Ingrid Betancourt y el fantasma de la maquinaria

La acusación de voto clientelista que suele ir de las élites bogotanas hacia el resto del país es maniquea y esconde un problema mucho más complejo que parte de la inequidad y la exclusión de amplias capas poblacionales del proceso político institucional

Jorge Galindo
Ingrid Betancourt  candidata elecciones Colombia
Ingrid Betancourt en una comparecencia pública el 18 de enero.DANIEL MUNOZ (AFP)

Si algo define a la campaña de Ingrid Betancourt a la presidencia de Colombia es la pureza: todo su discurso gira en torno a la virtud versus la corrupción, hasta el punto de que se salió de la consulta en la coalición de centro por considerar que no estaba lo suficientemente limpia. A la hora de ser preguntada por posibles acuerdos (algo que probablemente necesitará, a la luz de su escaso potencial de voto, según las encuestas actuales), la única condición que parece poner por delante es esa misma limpieza: conmigo los puros, contra mí el resto. Y la manera de evaluar quién es válido y quién no se centra en una sola pregunta, conocida habitual del debate colombiano: ese candidato, ¿tiene maquinaria?

#### Tarea planteada 1:
Indica cuántas líneas de las filas que siguen contienen la cadena "beaded", distinguiendo entre mayúsculas y minúsculas. Responde solo con el número.

(Entradas de datos recopiladas)

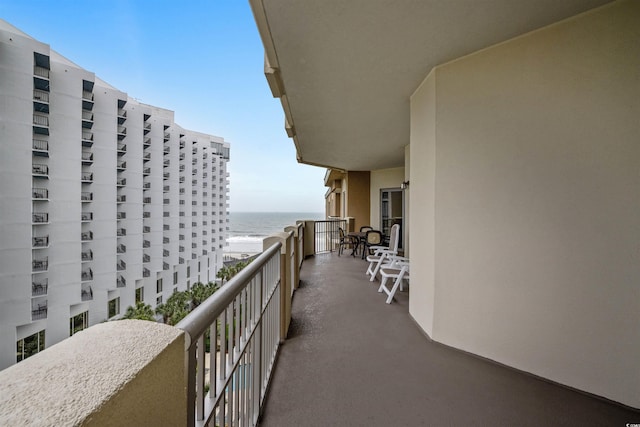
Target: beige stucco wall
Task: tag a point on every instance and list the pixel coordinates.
(128, 372)
(382, 178)
(357, 197)
(528, 187)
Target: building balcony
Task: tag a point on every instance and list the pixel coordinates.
(86, 275)
(87, 119)
(40, 242)
(38, 265)
(122, 116)
(86, 293)
(41, 124)
(39, 288)
(40, 194)
(382, 356)
(121, 282)
(122, 132)
(87, 138)
(40, 147)
(87, 255)
(87, 158)
(39, 310)
(39, 218)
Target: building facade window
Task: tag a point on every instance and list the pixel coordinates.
(113, 308)
(29, 346)
(78, 323)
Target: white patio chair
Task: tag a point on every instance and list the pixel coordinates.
(383, 252)
(397, 269)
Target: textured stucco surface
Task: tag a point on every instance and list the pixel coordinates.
(71, 382)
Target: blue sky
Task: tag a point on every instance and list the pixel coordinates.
(201, 59)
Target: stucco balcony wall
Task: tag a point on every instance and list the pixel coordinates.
(128, 372)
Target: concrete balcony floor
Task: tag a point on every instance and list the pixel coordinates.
(352, 360)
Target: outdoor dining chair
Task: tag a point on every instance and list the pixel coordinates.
(345, 241)
(398, 270)
(383, 252)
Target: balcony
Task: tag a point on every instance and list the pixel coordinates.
(39, 310)
(40, 101)
(40, 194)
(87, 119)
(122, 132)
(40, 242)
(40, 264)
(39, 288)
(382, 353)
(87, 158)
(86, 275)
(41, 124)
(87, 255)
(39, 218)
(87, 138)
(86, 293)
(40, 147)
(122, 116)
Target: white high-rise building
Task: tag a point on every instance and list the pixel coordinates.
(104, 201)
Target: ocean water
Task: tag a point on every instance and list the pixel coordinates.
(247, 229)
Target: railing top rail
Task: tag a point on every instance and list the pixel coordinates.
(201, 318)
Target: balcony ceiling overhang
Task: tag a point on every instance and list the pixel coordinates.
(345, 70)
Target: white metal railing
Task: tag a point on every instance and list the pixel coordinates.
(327, 234)
(242, 321)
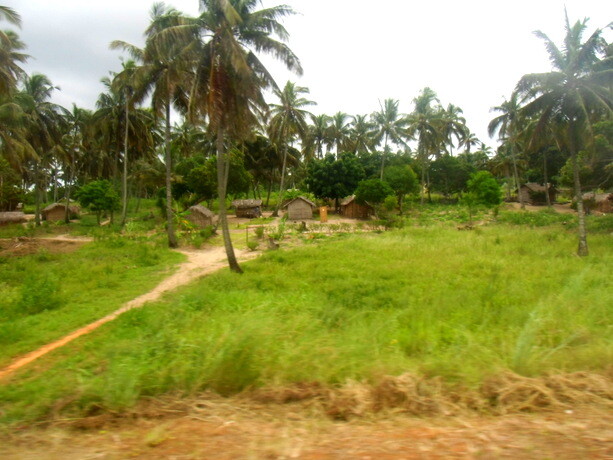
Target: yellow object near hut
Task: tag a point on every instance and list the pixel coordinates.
(323, 214)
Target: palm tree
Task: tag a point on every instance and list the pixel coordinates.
(230, 78)
(389, 126)
(77, 121)
(573, 96)
(453, 125)
(424, 125)
(10, 58)
(318, 136)
(338, 132)
(288, 120)
(509, 125)
(470, 140)
(118, 125)
(43, 122)
(164, 69)
(361, 138)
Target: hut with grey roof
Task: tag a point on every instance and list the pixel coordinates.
(248, 208)
(534, 194)
(201, 216)
(12, 217)
(352, 209)
(299, 208)
(57, 211)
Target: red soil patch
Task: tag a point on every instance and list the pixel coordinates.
(23, 246)
(231, 429)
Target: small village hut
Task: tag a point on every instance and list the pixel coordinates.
(300, 208)
(600, 202)
(534, 194)
(248, 208)
(201, 216)
(57, 211)
(352, 209)
(13, 217)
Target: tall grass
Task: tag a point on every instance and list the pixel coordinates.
(44, 296)
(434, 301)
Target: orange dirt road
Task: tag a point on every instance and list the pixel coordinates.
(199, 263)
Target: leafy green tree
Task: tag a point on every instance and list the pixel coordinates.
(449, 174)
(334, 178)
(424, 125)
(99, 196)
(318, 136)
(230, 78)
(164, 71)
(289, 119)
(576, 94)
(482, 190)
(509, 125)
(361, 138)
(453, 124)
(10, 190)
(402, 180)
(389, 126)
(43, 123)
(202, 179)
(373, 191)
(339, 132)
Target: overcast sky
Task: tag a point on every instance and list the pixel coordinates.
(355, 53)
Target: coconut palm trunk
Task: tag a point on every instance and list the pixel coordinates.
(37, 195)
(546, 178)
(172, 238)
(383, 158)
(582, 249)
(281, 187)
(124, 179)
(516, 177)
(222, 181)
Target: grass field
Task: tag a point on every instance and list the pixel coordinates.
(432, 301)
(46, 295)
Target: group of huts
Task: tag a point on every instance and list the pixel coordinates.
(55, 212)
(299, 208)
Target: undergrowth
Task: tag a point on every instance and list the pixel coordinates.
(460, 307)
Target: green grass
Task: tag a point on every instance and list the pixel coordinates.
(45, 296)
(429, 300)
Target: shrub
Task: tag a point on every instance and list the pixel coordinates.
(40, 292)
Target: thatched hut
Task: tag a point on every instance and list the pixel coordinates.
(201, 216)
(299, 208)
(57, 211)
(600, 202)
(248, 208)
(12, 217)
(352, 209)
(535, 194)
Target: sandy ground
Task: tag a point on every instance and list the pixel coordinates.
(561, 208)
(231, 430)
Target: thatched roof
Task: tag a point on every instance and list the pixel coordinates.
(199, 209)
(345, 201)
(598, 197)
(307, 201)
(14, 217)
(51, 207)
(534, 187)
(349, 199)
(246, 203)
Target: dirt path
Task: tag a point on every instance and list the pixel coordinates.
(199, 263)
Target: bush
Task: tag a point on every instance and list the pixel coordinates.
(40, 292)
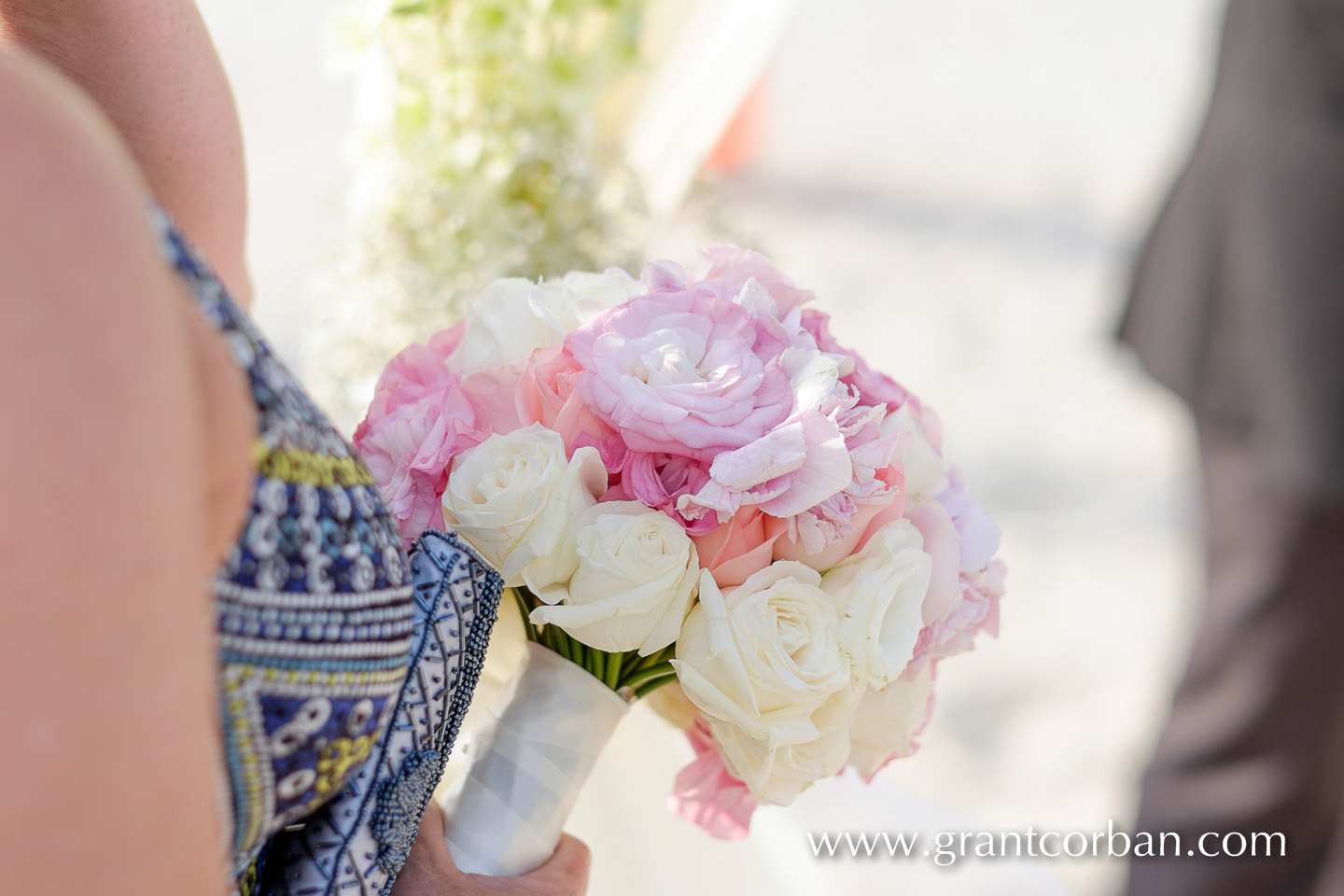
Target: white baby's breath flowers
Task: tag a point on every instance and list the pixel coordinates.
(623, 580)
(515, 496)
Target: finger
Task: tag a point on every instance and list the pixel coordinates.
(429, 868)
(566, 872)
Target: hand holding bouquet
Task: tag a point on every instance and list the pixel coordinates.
(687, 481)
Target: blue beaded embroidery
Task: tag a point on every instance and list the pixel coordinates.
(357, 843)
(314, 606)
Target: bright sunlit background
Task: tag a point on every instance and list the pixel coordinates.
(964, 183)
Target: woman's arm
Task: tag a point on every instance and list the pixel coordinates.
(152, 69)
(124, 471)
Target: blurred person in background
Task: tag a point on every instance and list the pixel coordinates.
(1238, 305)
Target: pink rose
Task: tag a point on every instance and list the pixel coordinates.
(976, 611)
(874, 385)
(681, 372)
(659, 481)
(979, 535)
(707, 794)
(741, 547)
(418, 421)
(494, 395)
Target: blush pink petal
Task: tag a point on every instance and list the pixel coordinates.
(874, 385)
(741, 547)
(546, 395)
(681, 372)
(944, 547)
(420, 418)
(659, 481)
(976, 611)
(492, 391)
(977, 532)
(729, 268)
(785, 471)
(705, 792)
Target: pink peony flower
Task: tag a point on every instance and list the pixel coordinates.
(707, 794)
(977, 534)
(874, 385)
(681, 372)
(976, 611)
(785, 471)
(727, 269)
(420, 418)
(874, 483)
(944, 547)
(659, 481)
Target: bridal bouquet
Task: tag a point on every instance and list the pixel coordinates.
(691, 489)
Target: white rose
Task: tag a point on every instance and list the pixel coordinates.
(500, 327)
(515, 496)
(926, 474)
(570, 301)
(889, 721)
(765, 665)
(623, 580)
(512, 317)
(879, 593)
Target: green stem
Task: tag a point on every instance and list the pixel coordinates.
(527, 623)
(653, 684)
(613, 670)
(637, 679)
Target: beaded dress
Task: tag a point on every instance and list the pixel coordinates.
(344, 665)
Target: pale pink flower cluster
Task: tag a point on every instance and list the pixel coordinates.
(804, 479)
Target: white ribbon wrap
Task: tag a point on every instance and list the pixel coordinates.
(525, 764)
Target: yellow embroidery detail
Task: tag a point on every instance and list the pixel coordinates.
(338, 758)
(293, 465)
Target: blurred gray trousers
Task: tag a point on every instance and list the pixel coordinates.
(1238, 305)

#### Tarea planteada 2:
Cita textualmente, del artículo sobre Ingrid Betancourt, todo lo que va desde "Jorge Galindo" hasta "candidato, ¿tiene maquinaria?".

#### Respuesta esperada 1:
2

#### Respuesta esperada 2:
Jorge Galindo
Ingrid Betancourt  candidata elecciones Colombia
Ingrid Betancourt en una comparecencia pública el 18 de enero.DANIEL MUNOZ (AFP)

Si algo define a la campaña de Ingrid Betancourt a la presidencia de Colombia es la pureza: todo su discurso gira en torno a la virtud versus la corrupción, hasta el punto de que se salió de la consulta en la coalición de centro por considerar que no estaba lo suficientemente limpia. A la hora de ser preguntada por posibles acuerdos (algo que probablemente necesitará, a la luz de su escaso potencial de voto, según las encuestas actuales), la única condición que parece poner por delante es esa misma limpieza: conmigo los puros, contra mí el resto. Y la manera de evaluar quién es válido y quién no se centra en una sola pregunta, conocida habitual del debate colombiano: ese candidato, ¿tiene maquinaria?